EXTRACT:
--- BEGIN ---
I must be in stage 10 this year, because I just can't get motivated to work my @ss off to shoot a duck. Actually considering selling my boat and 10 dozen decoys. I'll keep my goose/duck full bodies, silhouettes and layout blind. Sad when I would rather pick up a fishing pole over my shotgun.


----------



## paddler (Jul 17, 2009)

Fowlmouth said:


> I must be in stage 10 this year, because I just can't get motivated to work my @ss off to shoot a duck. Actually considering selling my boat and 10 dozen decoys. I'll keep my goose/duck full bodies, silhouettes and layout blind. Sad when I would rather pick up a fishing pole over my shotgun.


Nothing sad about fishing. There are probably many versions of the Stages. One version says Stage 5 is when you no longer care about what you shoot but are more interested in the total experience. Stage 6 is the giving back stage. I think that means Stage 7 is when you sell all your stuff, for 10% of what you paid.


----------



## taxidermist (Sep 11, 2007)

paddler said:


> Nothing sad about fishing. There are probably many versions of the Stages. One version says Stage 5 is when you no longer care about what you shoot but are more interested in the total experience. Stage 6 is the giving back stage. I think that means Stage 7 is when you sell all your stuff, for 10% of what you paid.


Been there, done it, not to long ago. Sold boat, decoys, shot shell reloading press and everything to do with waterfowl. STUPID thing to do! I've been replacing items over the years now at 50% increase in cost. When I'm pushing up Daisies, the kids can give it away, I'm not doing it again.


----------



## MWScott72 (May 23, 2011)

Fowlmouth said:


> I must be in stage 10 this year, because I just can't get motivated to work my @ss off to shoot a duck. Actually considering selling my boat and 10 dozen decoys. I'll keep my goose/duck full bodies, silhouettes and layout blind. Sad when I would rather pick up a fishing pole over my shotgun.


I've been thinking similar thoughts Rob - finding it hard to get motivated in the early season. i've gotten out 3 times in the first month - even if i double that in Nov, not sure that warrants holding onto a boat.

The current plan formulating in mind is to make big game the priority thru Nov with a smattering of upland mixed in, and then hunt late season ducks in Dec / Jan. We'll see if that holds once next spring arrives.


----------



## Fowlmouth (Oct 4, 2008)

paddler said:


> Nothing sad about fishing. There are probably many versions of the Stages. One version says Stage 5 is when you no longer care about what you shoot but are more interested in the total experience. Stage 6 is the giving back stage. I think that means Stage 7 is when you sell all your stuff, for 10% of what you paid.


Looking through KSL Classifieds and seeing how much guys are asking for decoys and boats, I’ll do okay. I need to think more on this, like taxidermist mentioned, I don’t want regrets.


----------



## Catherder (Aug 2, 2008)

Back to the subject of sporting goods stores, I was going through some stuff the other day and found a sticker from "Allied Development". Dang, I wished they and similar stores were still around. 

As for the "stages", it is natural. Just don't do anything rash, but refocusing on what you enjoy most is healthy. BT/DT a few times. Besides, one usually can't go wrong doing more fishing.


----------



## dubob (Sep 8, 2007)
--- END ---
DATA SECTION:
--- BEGIN ---
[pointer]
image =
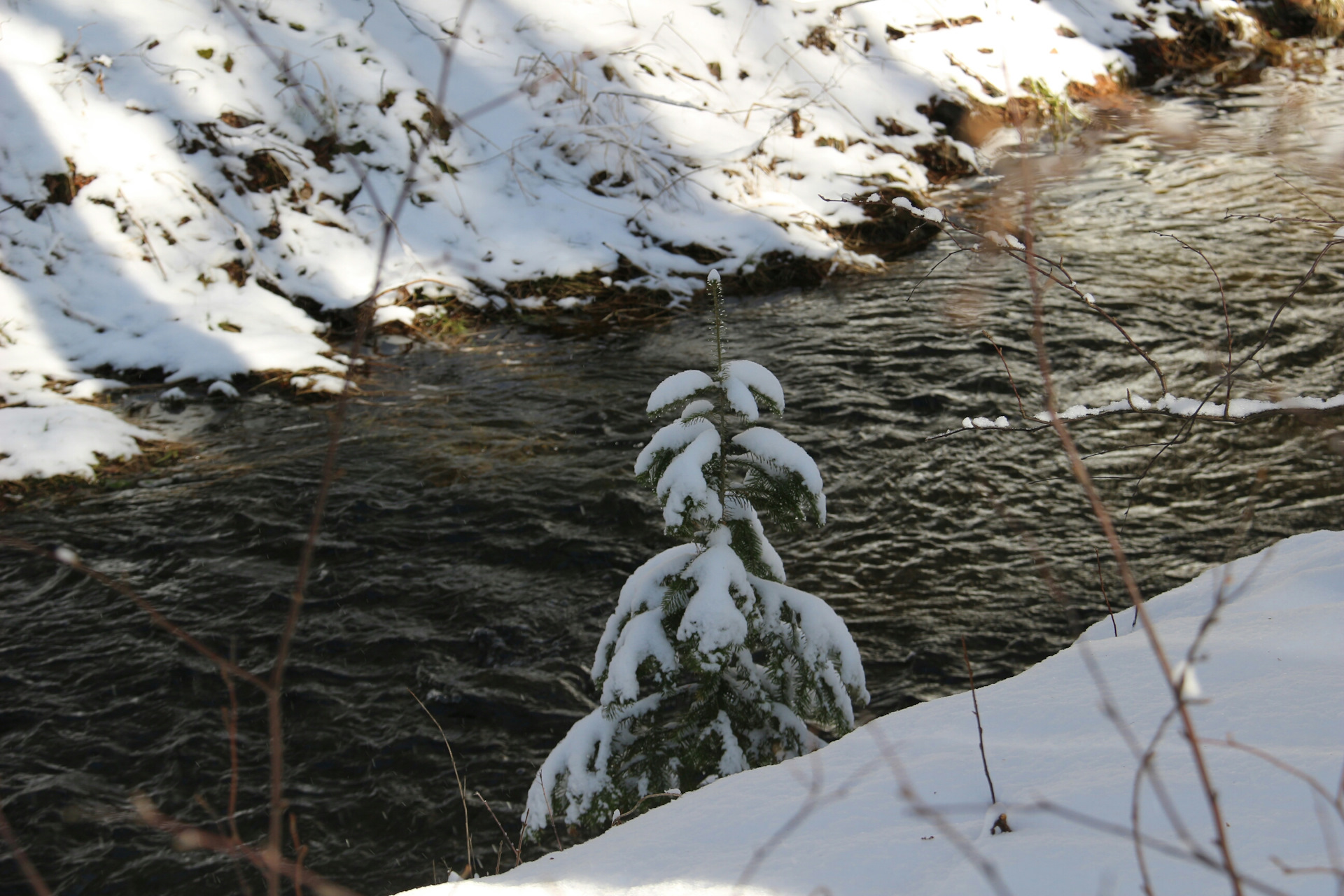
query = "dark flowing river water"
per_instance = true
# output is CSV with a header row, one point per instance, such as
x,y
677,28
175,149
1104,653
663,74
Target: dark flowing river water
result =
x,y
486,514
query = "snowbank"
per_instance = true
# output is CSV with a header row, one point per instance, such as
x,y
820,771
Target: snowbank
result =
x,y
169,204
1272,678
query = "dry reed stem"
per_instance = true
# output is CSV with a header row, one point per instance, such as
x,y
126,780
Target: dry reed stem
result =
x,y
518,853
190,837
461,792
1227,320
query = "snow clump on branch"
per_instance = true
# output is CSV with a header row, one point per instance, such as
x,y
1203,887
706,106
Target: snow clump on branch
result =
x,y
710,664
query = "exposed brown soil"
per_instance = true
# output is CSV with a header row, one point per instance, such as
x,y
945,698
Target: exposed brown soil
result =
x,y
109,476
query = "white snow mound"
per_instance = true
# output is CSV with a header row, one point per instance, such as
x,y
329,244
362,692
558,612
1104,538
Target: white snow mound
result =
x,y
1270,676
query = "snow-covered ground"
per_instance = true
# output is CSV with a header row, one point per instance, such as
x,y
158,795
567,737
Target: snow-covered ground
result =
x,y
169,204
1272,678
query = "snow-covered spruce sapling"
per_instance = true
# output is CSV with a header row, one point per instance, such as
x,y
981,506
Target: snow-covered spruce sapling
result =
x,y
710,664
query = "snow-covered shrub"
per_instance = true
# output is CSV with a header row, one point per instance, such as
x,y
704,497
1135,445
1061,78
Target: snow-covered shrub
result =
x,y
710,664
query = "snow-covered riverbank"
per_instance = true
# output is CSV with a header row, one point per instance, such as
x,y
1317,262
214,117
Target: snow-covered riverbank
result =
x,y
1270,676
171,207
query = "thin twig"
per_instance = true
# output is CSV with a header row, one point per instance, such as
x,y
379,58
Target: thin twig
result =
x,y
980,729
1104,596
1227,320
1104,519
188,837
1014,384
518,853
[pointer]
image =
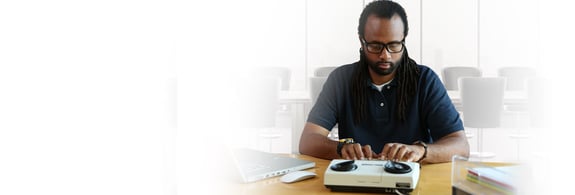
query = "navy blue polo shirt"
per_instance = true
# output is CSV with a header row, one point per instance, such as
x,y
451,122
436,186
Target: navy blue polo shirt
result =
x,y
430,116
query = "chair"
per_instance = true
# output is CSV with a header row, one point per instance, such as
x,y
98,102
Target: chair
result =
x,y
535,109
482,100
284,73
316,85
452,74
259,99
324,71
516,76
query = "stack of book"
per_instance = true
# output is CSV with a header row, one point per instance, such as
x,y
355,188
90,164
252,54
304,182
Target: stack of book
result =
x,y
496,178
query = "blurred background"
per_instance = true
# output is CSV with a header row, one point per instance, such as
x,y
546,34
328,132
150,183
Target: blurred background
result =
x,y
144,97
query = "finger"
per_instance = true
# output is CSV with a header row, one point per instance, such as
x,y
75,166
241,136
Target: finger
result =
x,y
358,153
385,151
410,156
401,152
346,153
392,151
367,152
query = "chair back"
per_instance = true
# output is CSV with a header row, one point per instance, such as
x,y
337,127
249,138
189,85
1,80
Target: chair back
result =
x,y
451,75
283,73
516,76
538,93
259,100
482,101
324,71
316,85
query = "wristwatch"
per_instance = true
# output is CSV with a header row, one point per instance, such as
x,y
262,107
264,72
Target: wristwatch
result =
x,y
424,147
342,142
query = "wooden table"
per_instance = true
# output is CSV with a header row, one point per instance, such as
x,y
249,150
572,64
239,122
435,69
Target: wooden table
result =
x,y
433,179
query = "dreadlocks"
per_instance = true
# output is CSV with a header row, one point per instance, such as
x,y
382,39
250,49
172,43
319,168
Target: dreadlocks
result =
x,y
407,73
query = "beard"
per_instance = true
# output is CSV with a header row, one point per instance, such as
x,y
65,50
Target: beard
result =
x,y
376,66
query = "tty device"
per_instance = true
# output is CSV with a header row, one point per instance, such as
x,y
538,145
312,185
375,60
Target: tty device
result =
x,y
379,176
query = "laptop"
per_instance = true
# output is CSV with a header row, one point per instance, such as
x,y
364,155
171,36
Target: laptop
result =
x,y
254,165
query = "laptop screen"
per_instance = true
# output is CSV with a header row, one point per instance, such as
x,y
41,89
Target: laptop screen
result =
x,y
254,165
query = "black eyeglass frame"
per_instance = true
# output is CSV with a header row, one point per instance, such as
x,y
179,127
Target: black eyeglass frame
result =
x,y
384,45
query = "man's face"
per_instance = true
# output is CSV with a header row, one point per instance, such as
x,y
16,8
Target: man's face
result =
x,y
382,30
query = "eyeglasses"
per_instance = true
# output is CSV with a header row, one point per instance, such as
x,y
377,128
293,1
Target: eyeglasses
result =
x,y
391,47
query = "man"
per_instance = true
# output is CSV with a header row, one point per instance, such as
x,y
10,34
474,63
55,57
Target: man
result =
x,y
386,106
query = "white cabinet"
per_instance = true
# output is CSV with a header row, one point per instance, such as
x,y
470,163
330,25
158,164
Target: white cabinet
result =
x,y
449,33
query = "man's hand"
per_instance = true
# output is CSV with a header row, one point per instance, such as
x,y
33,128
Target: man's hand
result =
x,y
357,152
401,152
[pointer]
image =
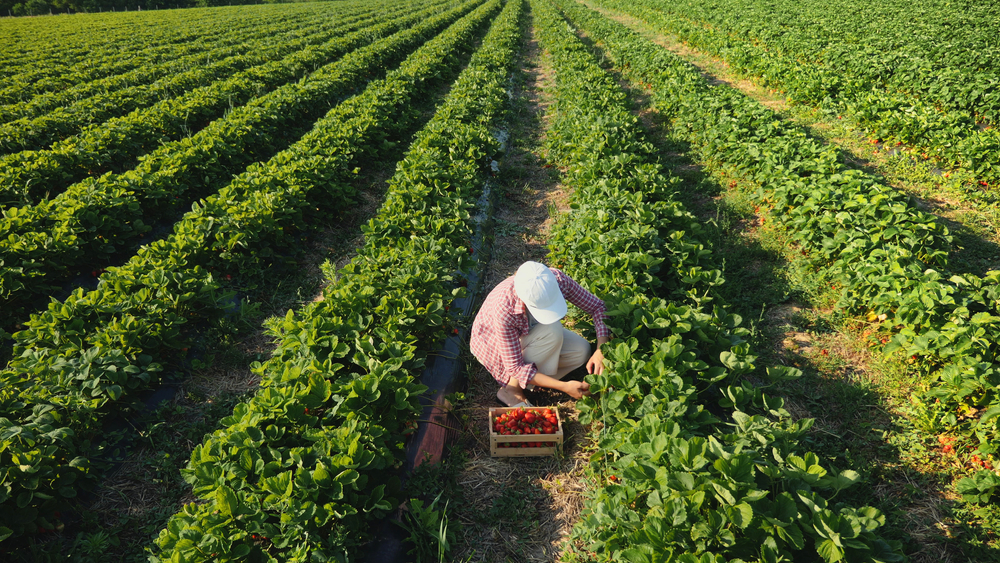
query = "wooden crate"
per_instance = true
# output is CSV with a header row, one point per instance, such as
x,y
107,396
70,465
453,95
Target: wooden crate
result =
x,y
496,439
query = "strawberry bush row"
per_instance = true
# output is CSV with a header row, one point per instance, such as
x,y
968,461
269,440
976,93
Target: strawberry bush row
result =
x,y
92,47
680,479
56,116
890,258
898,93
28,176
99,217
180,58
144,47
84,357
302,470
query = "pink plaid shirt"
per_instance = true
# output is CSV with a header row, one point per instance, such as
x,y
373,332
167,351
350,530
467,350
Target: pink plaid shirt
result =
x,y
503,320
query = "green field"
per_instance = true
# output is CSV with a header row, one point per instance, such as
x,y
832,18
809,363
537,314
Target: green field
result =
x,y
265,214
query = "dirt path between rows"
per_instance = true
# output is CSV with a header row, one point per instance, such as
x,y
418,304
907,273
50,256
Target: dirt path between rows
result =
x,y
520,509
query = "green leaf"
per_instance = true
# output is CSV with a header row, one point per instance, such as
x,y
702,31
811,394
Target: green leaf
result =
x,y
226,501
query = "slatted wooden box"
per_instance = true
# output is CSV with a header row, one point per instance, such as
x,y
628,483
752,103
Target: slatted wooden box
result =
x,y
498,442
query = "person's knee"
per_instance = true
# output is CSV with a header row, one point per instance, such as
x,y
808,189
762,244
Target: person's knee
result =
x,y
576,349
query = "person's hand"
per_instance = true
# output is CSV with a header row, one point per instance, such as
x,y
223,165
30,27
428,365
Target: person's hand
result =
x,y
596,362
577,389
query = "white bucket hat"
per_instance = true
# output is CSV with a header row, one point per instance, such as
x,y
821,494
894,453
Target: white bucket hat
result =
x,y
536,285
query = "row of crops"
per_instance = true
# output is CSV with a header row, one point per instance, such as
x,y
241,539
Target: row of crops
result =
x,y
919,74
682,480
137,192
340,390
891,258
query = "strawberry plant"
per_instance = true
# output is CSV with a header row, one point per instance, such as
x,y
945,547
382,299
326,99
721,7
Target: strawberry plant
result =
x,y
116,144
674,478
342,378
98,218
77,360
890,258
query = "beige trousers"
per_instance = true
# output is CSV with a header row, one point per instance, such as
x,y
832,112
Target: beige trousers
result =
x,y
554,350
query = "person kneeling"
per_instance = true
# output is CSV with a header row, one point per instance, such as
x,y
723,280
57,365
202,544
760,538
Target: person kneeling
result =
x,y
517,334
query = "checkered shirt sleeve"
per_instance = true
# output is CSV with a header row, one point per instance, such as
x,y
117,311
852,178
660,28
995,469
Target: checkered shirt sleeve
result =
x,y
502,321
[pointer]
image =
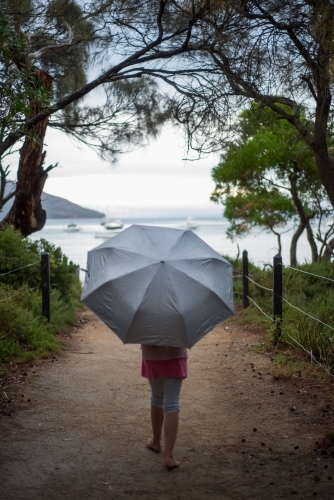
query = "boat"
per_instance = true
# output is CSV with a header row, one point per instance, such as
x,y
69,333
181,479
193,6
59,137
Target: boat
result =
x,y
191,223
109,223
113,224
72,228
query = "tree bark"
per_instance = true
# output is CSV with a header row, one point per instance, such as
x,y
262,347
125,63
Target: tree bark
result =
x,y
27,214
329,252
304,222
294,241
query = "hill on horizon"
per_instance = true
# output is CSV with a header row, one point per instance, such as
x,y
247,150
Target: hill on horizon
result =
x,y
56,207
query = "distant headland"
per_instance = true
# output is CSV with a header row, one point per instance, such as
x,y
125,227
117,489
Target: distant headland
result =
x,y
57,208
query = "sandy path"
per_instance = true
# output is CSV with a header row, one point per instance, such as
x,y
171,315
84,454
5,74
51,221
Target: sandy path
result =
x,y
242,435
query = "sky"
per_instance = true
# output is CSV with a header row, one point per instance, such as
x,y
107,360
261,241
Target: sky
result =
x,y
155,178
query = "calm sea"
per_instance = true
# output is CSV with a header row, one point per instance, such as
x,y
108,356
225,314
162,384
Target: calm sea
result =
x,y
261,246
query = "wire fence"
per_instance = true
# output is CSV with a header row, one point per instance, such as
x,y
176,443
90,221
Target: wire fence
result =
x,y
276,316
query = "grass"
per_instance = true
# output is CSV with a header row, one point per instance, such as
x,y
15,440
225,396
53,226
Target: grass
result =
x,y
310,294
24,332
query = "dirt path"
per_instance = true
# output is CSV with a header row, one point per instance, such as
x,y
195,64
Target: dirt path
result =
x,y
79,432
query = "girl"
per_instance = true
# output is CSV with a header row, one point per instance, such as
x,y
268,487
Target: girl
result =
x,y
165,368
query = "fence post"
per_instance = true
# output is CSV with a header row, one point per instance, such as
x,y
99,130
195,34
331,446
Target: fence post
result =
x,y
245,282
277,295
45,264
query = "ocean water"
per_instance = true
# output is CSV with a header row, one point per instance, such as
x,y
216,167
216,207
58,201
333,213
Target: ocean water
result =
x,y
261,246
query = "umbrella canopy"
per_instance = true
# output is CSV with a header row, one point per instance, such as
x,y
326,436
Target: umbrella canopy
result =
x,y
160,286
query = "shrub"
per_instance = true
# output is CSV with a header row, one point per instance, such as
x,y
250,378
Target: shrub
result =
x,y
24,333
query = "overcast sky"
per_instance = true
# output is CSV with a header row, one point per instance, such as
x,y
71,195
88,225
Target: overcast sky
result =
x,y
156,177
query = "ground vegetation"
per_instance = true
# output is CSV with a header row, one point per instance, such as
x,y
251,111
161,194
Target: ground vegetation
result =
x,y
24,333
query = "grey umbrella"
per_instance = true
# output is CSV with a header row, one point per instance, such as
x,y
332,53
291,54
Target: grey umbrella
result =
x,y
160,286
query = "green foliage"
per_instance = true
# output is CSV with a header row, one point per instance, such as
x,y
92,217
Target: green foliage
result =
x,y
268,177
24,333
18,86
313,295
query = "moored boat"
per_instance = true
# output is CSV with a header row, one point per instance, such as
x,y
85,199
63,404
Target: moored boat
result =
x,y
72,228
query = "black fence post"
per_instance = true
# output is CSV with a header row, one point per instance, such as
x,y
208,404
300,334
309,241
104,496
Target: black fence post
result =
x,y
277,295
245,282
45,264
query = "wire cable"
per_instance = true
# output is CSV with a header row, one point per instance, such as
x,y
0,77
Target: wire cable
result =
x,y
257,284
255,304
311,354
305,272
18,293
306,314
23,267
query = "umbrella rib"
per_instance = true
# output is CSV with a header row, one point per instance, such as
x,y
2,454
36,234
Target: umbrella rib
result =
x,y
198,282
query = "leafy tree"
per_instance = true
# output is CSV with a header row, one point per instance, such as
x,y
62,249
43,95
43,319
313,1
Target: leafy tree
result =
x,y
49,51
269,177
273,52
217,55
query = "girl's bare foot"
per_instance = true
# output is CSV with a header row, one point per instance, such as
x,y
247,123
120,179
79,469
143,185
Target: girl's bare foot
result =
x,y
152,445
170,463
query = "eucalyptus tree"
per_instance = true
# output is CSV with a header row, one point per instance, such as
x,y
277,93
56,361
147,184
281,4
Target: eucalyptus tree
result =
x,y
274,52
216,55
60,41
268,179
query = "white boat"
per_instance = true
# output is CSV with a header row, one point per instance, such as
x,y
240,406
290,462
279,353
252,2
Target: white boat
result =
x,y
113,224
72,228
191,223
109,223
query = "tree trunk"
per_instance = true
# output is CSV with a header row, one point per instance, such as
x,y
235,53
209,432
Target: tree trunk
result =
x,y
329,252
27,214
303,218
293,245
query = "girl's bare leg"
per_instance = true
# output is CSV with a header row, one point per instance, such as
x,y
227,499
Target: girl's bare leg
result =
x,y
171,428
157,419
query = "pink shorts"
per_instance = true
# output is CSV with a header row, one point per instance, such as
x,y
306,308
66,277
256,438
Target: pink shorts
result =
x,y
166,368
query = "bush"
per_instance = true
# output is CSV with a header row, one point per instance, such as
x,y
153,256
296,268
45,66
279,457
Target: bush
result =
x,y
24,333
310,294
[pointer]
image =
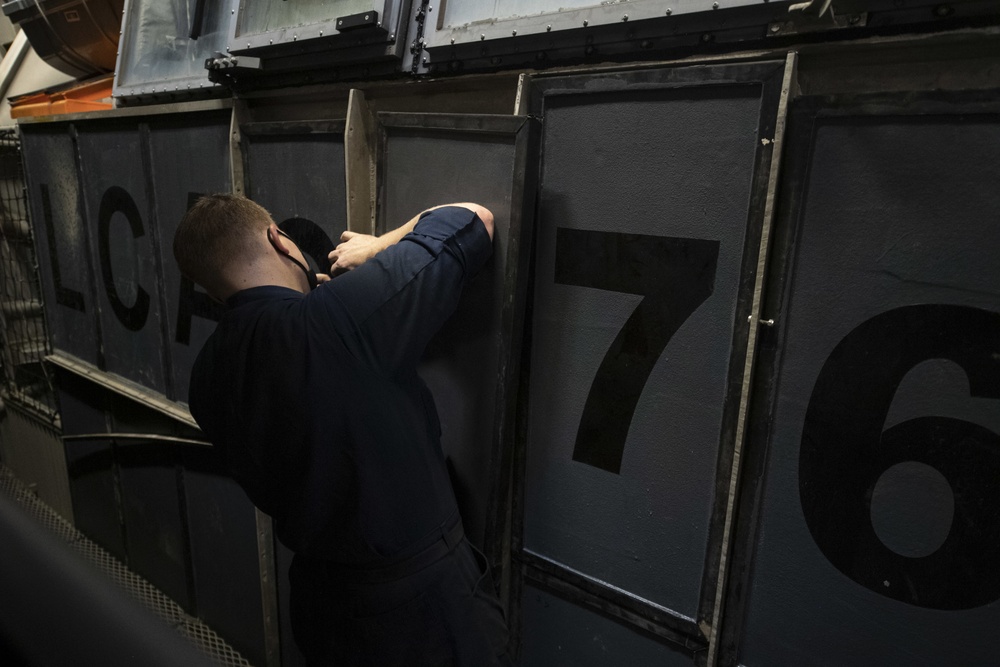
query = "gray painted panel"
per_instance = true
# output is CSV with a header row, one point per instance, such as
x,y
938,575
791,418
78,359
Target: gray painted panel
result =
x,y
558,633
151,508
113,181
467,21
223,534
301,177
90,465
62,237
898,213
189,157
669,163
157,54
424,168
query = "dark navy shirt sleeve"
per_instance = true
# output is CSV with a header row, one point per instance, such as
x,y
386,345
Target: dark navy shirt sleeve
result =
x,y
399,299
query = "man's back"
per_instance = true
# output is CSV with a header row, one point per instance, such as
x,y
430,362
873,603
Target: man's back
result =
x,y
315,403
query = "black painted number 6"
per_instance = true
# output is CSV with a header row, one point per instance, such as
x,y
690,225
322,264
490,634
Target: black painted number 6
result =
x,y
674,276
844,452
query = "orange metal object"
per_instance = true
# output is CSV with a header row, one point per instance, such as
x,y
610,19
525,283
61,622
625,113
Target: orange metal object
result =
x,y
93,95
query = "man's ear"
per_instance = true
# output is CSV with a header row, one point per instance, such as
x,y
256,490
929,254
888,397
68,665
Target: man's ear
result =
x,y
277,240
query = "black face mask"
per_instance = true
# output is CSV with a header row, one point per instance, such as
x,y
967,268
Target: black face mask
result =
x,y
310,274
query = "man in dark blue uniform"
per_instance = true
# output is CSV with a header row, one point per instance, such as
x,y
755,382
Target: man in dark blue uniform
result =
x,y
312,397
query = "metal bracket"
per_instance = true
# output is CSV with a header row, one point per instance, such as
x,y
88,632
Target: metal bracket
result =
x,y
817,16
367,19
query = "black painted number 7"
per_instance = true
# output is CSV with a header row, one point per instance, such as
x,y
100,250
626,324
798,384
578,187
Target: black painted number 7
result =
x,y
674,277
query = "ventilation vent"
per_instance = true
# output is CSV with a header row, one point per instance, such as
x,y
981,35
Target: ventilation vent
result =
x,y
200,634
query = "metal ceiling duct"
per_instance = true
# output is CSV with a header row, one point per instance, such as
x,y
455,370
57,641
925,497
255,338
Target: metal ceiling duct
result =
x,y
78,37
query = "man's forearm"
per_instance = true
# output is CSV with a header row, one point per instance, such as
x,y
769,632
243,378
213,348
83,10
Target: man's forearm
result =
x,y
396,235
356,249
--- END ---
STATED GOAL: Revise the thread from "## Catherder (Aug" through "were still around.", putting "outdoor shops" in place of "sporting goods stores". The entries were taken from a separate source.

RESULT OF THE EXERCISE:
## Catherder (Aug 2, 2008)

Back to the subject of outdoor shops, I was going through some stuff the other day and found a sticker from "Allied Development". Dang, I wished they and similar stores were still around.